■ DATASET RECORDS:
=== Begin Enclosure ===

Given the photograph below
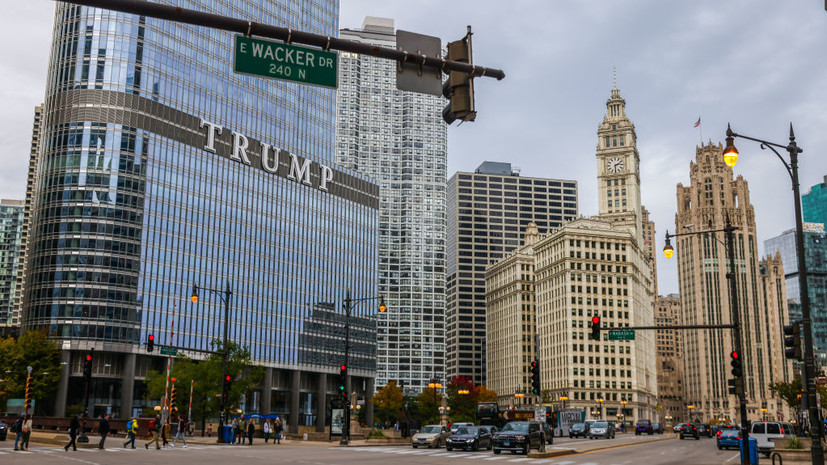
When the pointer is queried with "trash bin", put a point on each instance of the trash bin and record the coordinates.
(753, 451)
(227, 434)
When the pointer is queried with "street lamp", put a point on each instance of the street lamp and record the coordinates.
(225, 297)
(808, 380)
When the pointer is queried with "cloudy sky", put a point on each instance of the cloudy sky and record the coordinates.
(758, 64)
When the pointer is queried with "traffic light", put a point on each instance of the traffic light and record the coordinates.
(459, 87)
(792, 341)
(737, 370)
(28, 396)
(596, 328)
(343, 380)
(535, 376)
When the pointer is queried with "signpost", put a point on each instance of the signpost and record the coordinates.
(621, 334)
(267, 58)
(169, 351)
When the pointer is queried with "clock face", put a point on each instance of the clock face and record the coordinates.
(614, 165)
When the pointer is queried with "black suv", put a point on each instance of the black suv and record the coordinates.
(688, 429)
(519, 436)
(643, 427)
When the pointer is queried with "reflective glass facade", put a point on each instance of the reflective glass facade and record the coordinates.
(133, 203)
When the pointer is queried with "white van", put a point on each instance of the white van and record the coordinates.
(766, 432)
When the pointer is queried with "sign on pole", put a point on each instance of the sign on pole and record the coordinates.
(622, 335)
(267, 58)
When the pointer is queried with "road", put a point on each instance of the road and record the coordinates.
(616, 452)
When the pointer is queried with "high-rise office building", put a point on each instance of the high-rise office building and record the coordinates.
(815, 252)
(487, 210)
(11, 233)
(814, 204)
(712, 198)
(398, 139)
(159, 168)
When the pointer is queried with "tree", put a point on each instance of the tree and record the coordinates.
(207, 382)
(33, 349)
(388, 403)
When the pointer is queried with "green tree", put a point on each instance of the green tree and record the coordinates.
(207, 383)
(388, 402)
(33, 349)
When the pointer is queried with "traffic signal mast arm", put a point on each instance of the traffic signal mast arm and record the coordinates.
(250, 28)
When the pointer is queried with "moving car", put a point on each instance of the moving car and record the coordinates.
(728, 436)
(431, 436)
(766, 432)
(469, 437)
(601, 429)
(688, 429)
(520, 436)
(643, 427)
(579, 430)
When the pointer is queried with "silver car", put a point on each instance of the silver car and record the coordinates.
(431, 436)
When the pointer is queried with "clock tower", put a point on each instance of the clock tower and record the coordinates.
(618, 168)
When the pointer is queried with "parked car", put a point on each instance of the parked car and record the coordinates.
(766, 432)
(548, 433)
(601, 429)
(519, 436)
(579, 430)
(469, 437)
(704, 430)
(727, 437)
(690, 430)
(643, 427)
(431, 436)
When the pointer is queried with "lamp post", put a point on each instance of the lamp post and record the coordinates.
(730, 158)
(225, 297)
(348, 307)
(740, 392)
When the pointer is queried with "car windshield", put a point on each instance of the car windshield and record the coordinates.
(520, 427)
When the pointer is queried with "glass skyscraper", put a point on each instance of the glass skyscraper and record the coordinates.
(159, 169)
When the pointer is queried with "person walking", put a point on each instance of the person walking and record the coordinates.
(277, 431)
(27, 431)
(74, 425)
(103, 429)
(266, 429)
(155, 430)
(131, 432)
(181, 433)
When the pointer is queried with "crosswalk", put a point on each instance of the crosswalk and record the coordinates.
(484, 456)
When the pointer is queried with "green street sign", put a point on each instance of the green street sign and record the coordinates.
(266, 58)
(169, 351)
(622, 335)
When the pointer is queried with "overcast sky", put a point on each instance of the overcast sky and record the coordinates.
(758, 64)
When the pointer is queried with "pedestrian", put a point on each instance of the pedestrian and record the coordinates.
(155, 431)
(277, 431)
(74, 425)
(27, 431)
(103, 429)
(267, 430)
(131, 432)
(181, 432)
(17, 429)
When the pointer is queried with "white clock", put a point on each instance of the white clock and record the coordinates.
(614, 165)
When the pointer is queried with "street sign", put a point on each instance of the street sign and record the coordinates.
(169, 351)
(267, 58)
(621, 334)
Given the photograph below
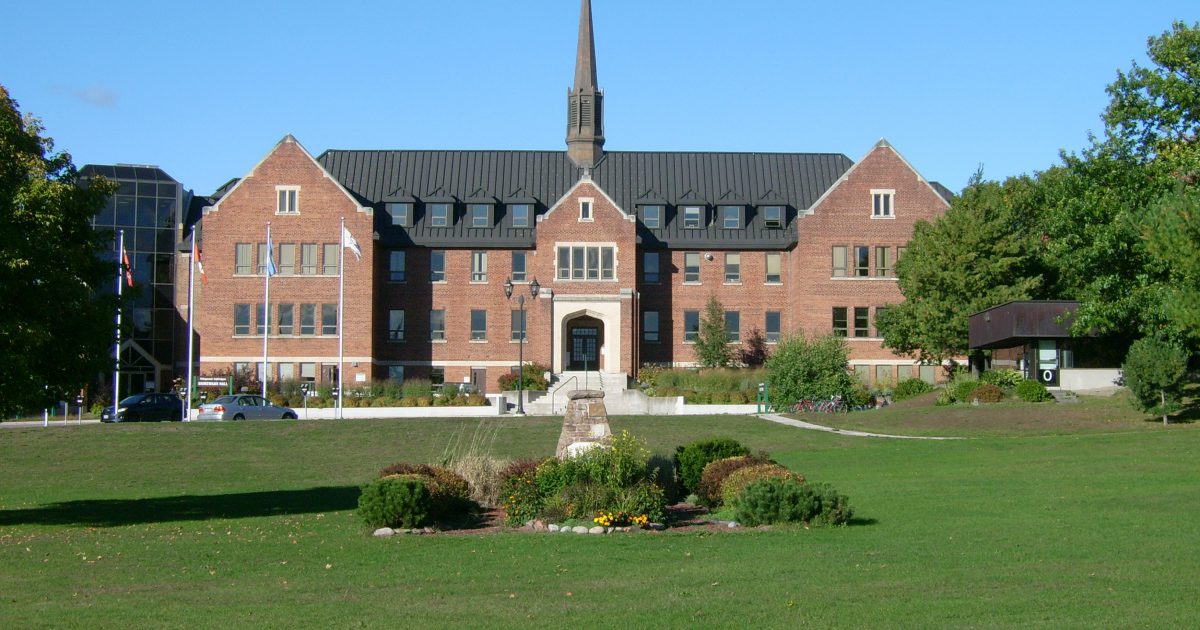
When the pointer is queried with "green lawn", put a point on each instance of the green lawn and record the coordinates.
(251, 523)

=== End Enclosure ===

■ WHAT TO WORK ON:
Images stay out; the entries above are to be printed exactly.

■ ANSWER BOX:
Given the photograph below
When the pointer is queried with "trash bin", put a point on each instance of the trash bin and record the coordinates.
(753, 451)
(227, 434)
When the pointer is queried with "street lamp", put a point on each instance of the street lamp and record the coordinates.
(225, 297)
(808, 380)
When the pointer is queried with "cloudy sky", put a point on each instance of the cloudy sky and record the coordinates.
(758, 64)
When the pointer is queried with "traffic light", put a point on each instance of the traffic light and record the coordinates.
(459, 87)
(792, 341)
(737, 370)
(28, 396)
(596, 328)
(343, 380)
(535, 376)
When the pointer is queried with "signpost", put a point on each instance of the signpost and record the coordinates.
(621, 334)
(267, 58)
(169, 351)
When the pointer is queried with "clock face", put a point on each instance of the clock face and record the coordinates.
(614, 165)
When the pointer is queried with "black suv", put a point on each instance of the black suv and record the coordinates.
(688, 429)
(519, 436)
(643, 427)
When the pointer is queried with "reflective glass facade", put a point on each instance of the reflective glass facade and record the coordinates.
(133, 203)
When the pointer is queried with "white van", put a point on each instance of the white van and record the coordinates.
(766, 432)
When the pointer is queried with "sign on pole", put a point on each instance of the sign on pole and record the coordinates.
(622, 335)
(267, 58)
When the pointer is queried with "road", put a point on each instance of the road and record the coordinates.
(616, 452)
When the pointer is queried with "high-rise office building", put a point on each instance of the high-rise office building and record the coordinates.
(815, 252)
(487, 210)
(11, 233)
(814, 204)
(712, 198)
(398, 139)
(159, 168)
When the pointer is queried with "tree", put a point on each instance of the tree and record the coordinates.
(207, 382)
(33, 349)
(388, 403)
When the pointer is queried with "green tree", put a point on each instance of the green tree and record the coordinates.
(207, 383)
(388, 402)
(33, 349)
When the pointer is queried with "traffic signal mast arm", put a point on each instance of the traffic signal mast arm and record the coordinates.
(250, 28)
When the pointer is queried with "moving car", put a point on each instance of the moving car and record the coordinates.
(728, 436)
(431, 436)
(766, 432)
(469, 437)
(601, 429)
(688, 429)
(520, 436)
(643, 427)
(579, 430)
When the pointer is queried with "silver car", put a point on each instance of the silver car and record the coordinates.
(431, 436)
When the pointer is queried with "clock tower", put a point on each instance of the clock tower and record the coordinates.
(618, 168)
When the pointer is queried with "parked car", put a point on each instance of the parked car and record the coordinates.
(766, 432)
(548, 433)
(601, 429)
(519, 436)
(579, 430)
(469, 437)
(704, 430)
(727, 437)
(690, 430)
(643, 427)
(431, 436)
When the pointer is queried with "lamp post", put a point on each instance of the lamp post and record the coordinates.
(730, 158)
(225, 297)
(348, 307)
(740, 392)
When the pointer is queried with "car windshield", put a point on each instance of the car windshield and record the coordinates.
(520, 427)
When the pointer is queried with "glass skyscraper", put a point on each instance of the glass skyscraper and record the coordinates.
(159, 169)
When the pointer is queried with "person walking", put a point on each instance of the person walking and record the coordinates.
(277, 431)
(27, 431)
(74, 425)
(103, 429)
(266, 429)
(155, 430)
(131, 432)
(181, 433)
When the pointer is queried with "crosswalk", put a point on each instance of the crosswalk and record the coordinates.
(484, 456)
When the pointer is queried with "green street sign", put a point on each instance of the green street sign and record the coordinates.
(266, 58)
(169, 351)
(622, 335)
When the pointer is queried with "overcast sky", put a point on each instance of the overcast sky and record the coordinates.
(758, 64)
When the pointer is queried with "pedestrian", put a point on each instance of the pedestrian and record the coordinates.
(155, 431)
(277, 431)
(74, 425)
(27, 431)
(103, 429)
(267, 430)
(131, 432)
(181, 432)
(17, 429)
When the pointer is queried with "white clock", put a point on each instance of the white clock and record the coordinates.
(614, 165)
When the pointer is queried with "street sign", put a point on each instance of the street sign and record the coordinates.
(169, 351)
(267, 58)
(621, 334)
Given the photograph below
When the pointer is queried with "green lawn", put a point on each instance of the green lawn and record the coordinates.
(251, 523)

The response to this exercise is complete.